** 問題文 1 **
原文抜粋の「3. 将来を見据えて教育し、変革を起こせる人材に投資する。」から「8. 市民を動員し、関与させる。」までを、一字も変えずに書き写してください。
** 問題文 2 **
原文抜粋をもとに、次の問いに答えてください。
(a) 専門家グループの議長を務めているのは誰か。
(b) 専門家グループは何人の専門家で構成されているか。
(c) 専門家グループが欧州委員会から助言の依頼を受けたのはいつか。
** 問題文 3 **
原文抜粋で、専門家グループのメンバーが就いているとされる職位や役割をすべて挙げてください。

** 原文抜粋 **
+ + + + + + +

報告書『LAB-FAB-APP:Investing in the European future we want』は、過去20年間、先進国における経済成長の3分の2は研究イノベーションのおかげで達成されたものであるとし、研究イノベーションに対するEUの投資効果を最大化し、繁栄を拡大して、最も大きな社会的課題を解決していくことを報告書内の提言として重視している。Jacques Delors InstituteのPascal Lamy名誉所長が議長を務めるこの独立したハイレベル主要専門家グループは提言の中で、欧州は、創造される知識をこれまで以上に活用し、イノベーションの可能性を経済成長に結び付けなくてはならず、EUおよび各国の予算において研究イノベーションを優先し、EUの現行の研究イノベーション計画であるホライズン2020の後継計画の予算を倍増する必要がある、としている。また、全世界的な課題に関して、広範かつ機動的なイノベーション・ミッションを通じて市民を関与させなくてはならない、と述べている。

専門家グループによる11の提言は以下の通り。

1. EUおよび各国の予算において、研究およびイノベーションを優先する。これには、2021年以降のEUの研究イノベーション計画の予算を倍増することも含まれる。
2. 将来のマーケットを創出できるような、EUとしての適正なイノベーション政策を確立する。
3. 将来を見据えて教育し、変革を起こせる人材に投資する。
4. より大きな影響力を持つEUとしての研究イノベーション・プログラムを策定する。
5. 影響力を重視した課題解決型アプローチを採用し、全世界的な課題に対処する。
6. EUの資金調達・供与環境を合理化し、欧州構造資金との相互効果を実現する。
7. さらに無駄をなくし、プロセスよりも影響力を優先する。
8. 市民を動員し、関与させる。
9. EUと各国の研究イノベーションへの投資を、より的確に整合させる。
10. 国際的な研究イノベーション協力を、EUの研究およびイノベーションのトレードマークにする。
11. 適切なコミュニケーションの確保。

EUの研究イノベーション計画の影響力を最大化することに関するハイレベル・グループ(High Level Group on maximising the impact of EU Research and Innovation Programmes)は、欧州全域から幅広い専門知識を備えた12人の専門家によって構成されている。いずれも大学や研究機関の主要ポストや、大企業や精力的な中小企業のトップ、国の機関もしくは国際機関で政策に携わるハイレベルの職位、または市民社会団体で重要な役割を担っている人々である。

専門家グループは2016年12月、研究イノベーションに対するEUの投資の影響力を最大化する方法について欧州委員会に助言するよう依頼を受けていた。

+ + + + + + +

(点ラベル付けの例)
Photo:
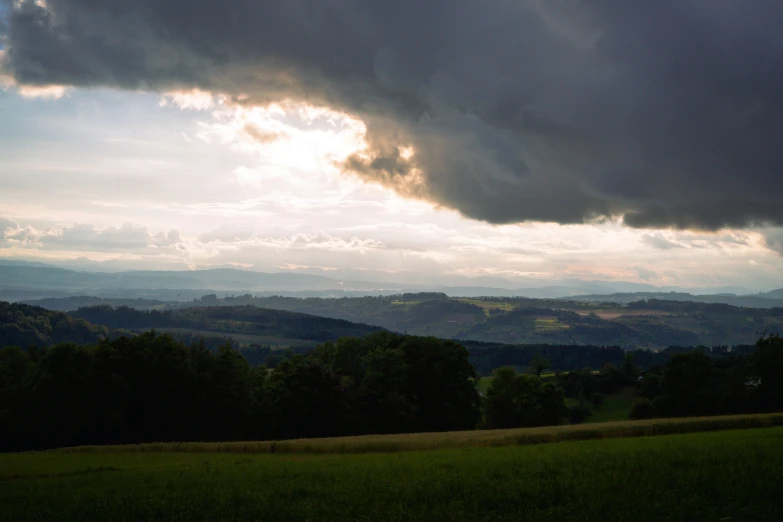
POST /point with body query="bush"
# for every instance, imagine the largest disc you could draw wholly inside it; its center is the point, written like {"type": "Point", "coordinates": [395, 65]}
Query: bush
{"type": "Point", "coordinates": [642, 409]}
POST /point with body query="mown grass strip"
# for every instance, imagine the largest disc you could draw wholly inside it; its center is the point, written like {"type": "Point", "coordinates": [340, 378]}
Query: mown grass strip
{"type": "Point", "coordinates": [456, 439]}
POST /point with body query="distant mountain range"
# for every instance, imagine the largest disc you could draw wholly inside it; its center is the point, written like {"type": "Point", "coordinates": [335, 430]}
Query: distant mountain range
{"type": "Point", "coordinates": [773, 299]}
{"type": "Point", "coordinates": [25, 280]}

+ + + + + + +

** 解答例 1 **
3. 将来を見据えて教育し、変革を起こせる人材に投資する。
4. より大きな影響力を持つEUとしての研究イノベーション・プログラムを策定する。
5. 影響力を重視した課題解決型アプローチを採用し、全世界的な課題に対処する。
6. EUの資金調達・供与環境を合理化し、欧州構造資金との相互効果を実現する。
7. さらに無駄をなくし、プロセスよりも影響力を優先する。
8. 市民を動員し、関与させる。

** 解答例 2 **
(a) Jacques Delors InstituteのPascal Lamy名誉所長
(b) 12人
(c) 2016年12月

** 解答例 3 **
・大学や研究機関の主要ポスト
・大企業や精力的な中小企業のトップ
・国の機関もしくは国際機関で政策に携わるハイレベルの職位
・市民社会団体での重要な役割